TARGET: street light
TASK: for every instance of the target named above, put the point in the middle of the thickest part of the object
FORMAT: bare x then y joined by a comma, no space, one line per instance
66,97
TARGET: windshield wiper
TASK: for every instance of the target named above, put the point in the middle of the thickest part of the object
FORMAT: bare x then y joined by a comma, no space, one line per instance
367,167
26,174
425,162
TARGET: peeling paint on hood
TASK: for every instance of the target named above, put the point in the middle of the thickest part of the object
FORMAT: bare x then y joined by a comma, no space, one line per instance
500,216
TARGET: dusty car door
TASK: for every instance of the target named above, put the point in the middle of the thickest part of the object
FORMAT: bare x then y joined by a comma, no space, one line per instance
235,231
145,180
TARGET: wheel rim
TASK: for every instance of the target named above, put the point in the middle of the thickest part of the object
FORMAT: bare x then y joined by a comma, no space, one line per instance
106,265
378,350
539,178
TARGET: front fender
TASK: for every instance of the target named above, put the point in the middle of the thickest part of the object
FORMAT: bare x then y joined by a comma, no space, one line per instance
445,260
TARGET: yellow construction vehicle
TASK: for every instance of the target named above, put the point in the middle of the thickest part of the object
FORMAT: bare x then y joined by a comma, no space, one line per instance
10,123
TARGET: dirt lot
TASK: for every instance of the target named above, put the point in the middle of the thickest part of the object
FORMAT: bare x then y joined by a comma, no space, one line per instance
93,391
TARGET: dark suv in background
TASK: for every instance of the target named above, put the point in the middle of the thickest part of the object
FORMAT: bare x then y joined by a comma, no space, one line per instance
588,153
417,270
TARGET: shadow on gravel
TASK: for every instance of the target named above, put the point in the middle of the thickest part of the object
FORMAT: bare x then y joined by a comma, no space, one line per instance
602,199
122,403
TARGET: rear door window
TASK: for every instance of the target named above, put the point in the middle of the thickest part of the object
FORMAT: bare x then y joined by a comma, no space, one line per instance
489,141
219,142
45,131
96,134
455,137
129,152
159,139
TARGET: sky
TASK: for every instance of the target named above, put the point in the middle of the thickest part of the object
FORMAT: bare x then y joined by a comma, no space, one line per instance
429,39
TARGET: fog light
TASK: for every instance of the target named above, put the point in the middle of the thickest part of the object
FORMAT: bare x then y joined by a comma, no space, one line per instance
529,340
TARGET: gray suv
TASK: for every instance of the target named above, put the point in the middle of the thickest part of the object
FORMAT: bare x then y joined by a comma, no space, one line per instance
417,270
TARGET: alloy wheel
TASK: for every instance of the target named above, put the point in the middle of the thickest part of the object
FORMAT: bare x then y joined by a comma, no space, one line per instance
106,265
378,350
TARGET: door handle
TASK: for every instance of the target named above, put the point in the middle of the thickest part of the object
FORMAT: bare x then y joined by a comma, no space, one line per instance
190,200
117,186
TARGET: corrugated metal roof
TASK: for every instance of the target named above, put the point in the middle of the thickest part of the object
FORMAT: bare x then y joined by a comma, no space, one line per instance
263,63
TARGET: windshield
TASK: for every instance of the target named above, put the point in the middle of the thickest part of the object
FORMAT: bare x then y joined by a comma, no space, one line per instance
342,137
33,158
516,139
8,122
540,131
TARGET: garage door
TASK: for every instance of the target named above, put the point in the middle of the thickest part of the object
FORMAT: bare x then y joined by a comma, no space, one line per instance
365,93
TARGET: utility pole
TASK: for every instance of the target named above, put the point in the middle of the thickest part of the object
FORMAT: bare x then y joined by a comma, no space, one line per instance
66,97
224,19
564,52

* **To do**: Write out the complete listing above, exactly as it reads.

* **Answer for the task**:
TARGET: street light
TASK: for every instance of the target named above, put the point in the middle of the thickest part of the object
FORMAT: bare x then y joined by a comma, no space, one line per instance
66,97
TARGET: windshield wiper
TASK: for every instance of the target named above, put the point in the middle of the thickest part of the object
FORMAT: bare x then y joined by a comma, no space, one line per instance
367,167
26,174
425,162
TARGET: peeling paint on hood
TASK: for every instance of the target named above, put the point in the middle of the thickest part of the object
FORMAT: bare x then y joined by a comma, no space, one line per instance
500,216
TARGET: dusty car door
TASK: for every instance of the target named above, put the point in the middle of the thickest part of the object
FORMAT: bare x then y joined by a comma, no space, one line per instance
235,231
145,180
TARGET: wheel rim
TASK: for every instance of the target named above, put the point in the middle of the thickest part of the object
FORMAT: bare x then y joined by a comma, no space, one line per instance
106,265
378,350
539,178
TARGET: front fender
TASK: for every instance of the target named above, put the point in the middle of the thickest part of the object
FORMAT: bare x then y joined by a comma, no space, one line per instance
445,260
TARGET: yellow construction vehicle
TASK: for every instance of the target named above, put the point in the middle of the thickest part of the object
FORMAT: bare x then y joined by a comma, no space, one line per instance
10,123
TARGET: dirt lot
TASK: for every instance of the target named above, put the point in the middle of the thickest part of the object
FORMAT: bare x then y joined by a comma, no space, one line per instance
93,391
TARGET: dark suv in background
TASK: for every instance of the target named above, put the point in the middle of the thickest part of the object
FORMAT: bare x then y joined by a comma, no space, one line per instance
588,153
417,270
TARGET: shadow on gravel
TASK: for every instance of the target named above, put the point in the middle of the thickest part of the object
FORMAT: bare x then y joined by a comma, no space, one line per instance
602,199
122,403
TARGET: rear door window
TASK: for every instance of the target named above, put the point in the middle of the thickest part of the object
FORMAT: bare x then y joined by a comma, no space, one line per instance
489,141
219,142
45,131
96,134
455,137
129,152
159,139
TARGET: sky
TASK: for every instance of the target named above, put the point in the middle of the thickest part of the object
FORMAT: bare x then y joined by a comma, no space, one line per instance
429,39
TARGET: fog light
TASK: for every instance of the target named above, put the point in the middle of the thickest part of the object
FORMAT: bare x then y joined by a comma, no space, one line per instance
529,340
TARGET: gray suv
TASK: for every instance of the target named above, put the point in the middle of the thickest part of the object
FORMAT: bare x then y joined by a comma, no space, one line per instance
417,270
TARGET: alloy wheel
TASK: for every instance of the target named above, put the point in the middle of the thickest part of the object
FORMAT: bare x then y joined by a comma, no space, one line per instance
106,265
378,350
TARGET: door handle
TASK: for every instance of the target named above, put the point in the middle of the thickest part of the object
FORMAT: bare x then y joined by a comma, no space, one line per instance
190,200
117,186
TARGET: corrugated metal roof
TASK: for every instance of the target named above, put the point in the middle of the thickest part of the object
FORMAT: bare x then y joined by a comma, no space, one line per instance
263,63
TARGET: windshield
TASK: for every instance of the target named above, put the point in the middle of the thickest part of the object
FORMAT: bare x then y joined by a comma, no space, one line per instance
342,137
33,158
516,139
8,122
540,131
TARGET: garage door
TASK: for every instance of the target named above, put the point in the middle of the thickest part of the object
FORMAT: bare x then y joined by a comma, no space, one line per instance
365,93
TARGET: utility pole
TASK: for every instance of the target named above, put the point in the middle of the thickest part of the object
FORMAT: bare x then y joined by a comma, no space, one line per instance
66,97
224,19
564,52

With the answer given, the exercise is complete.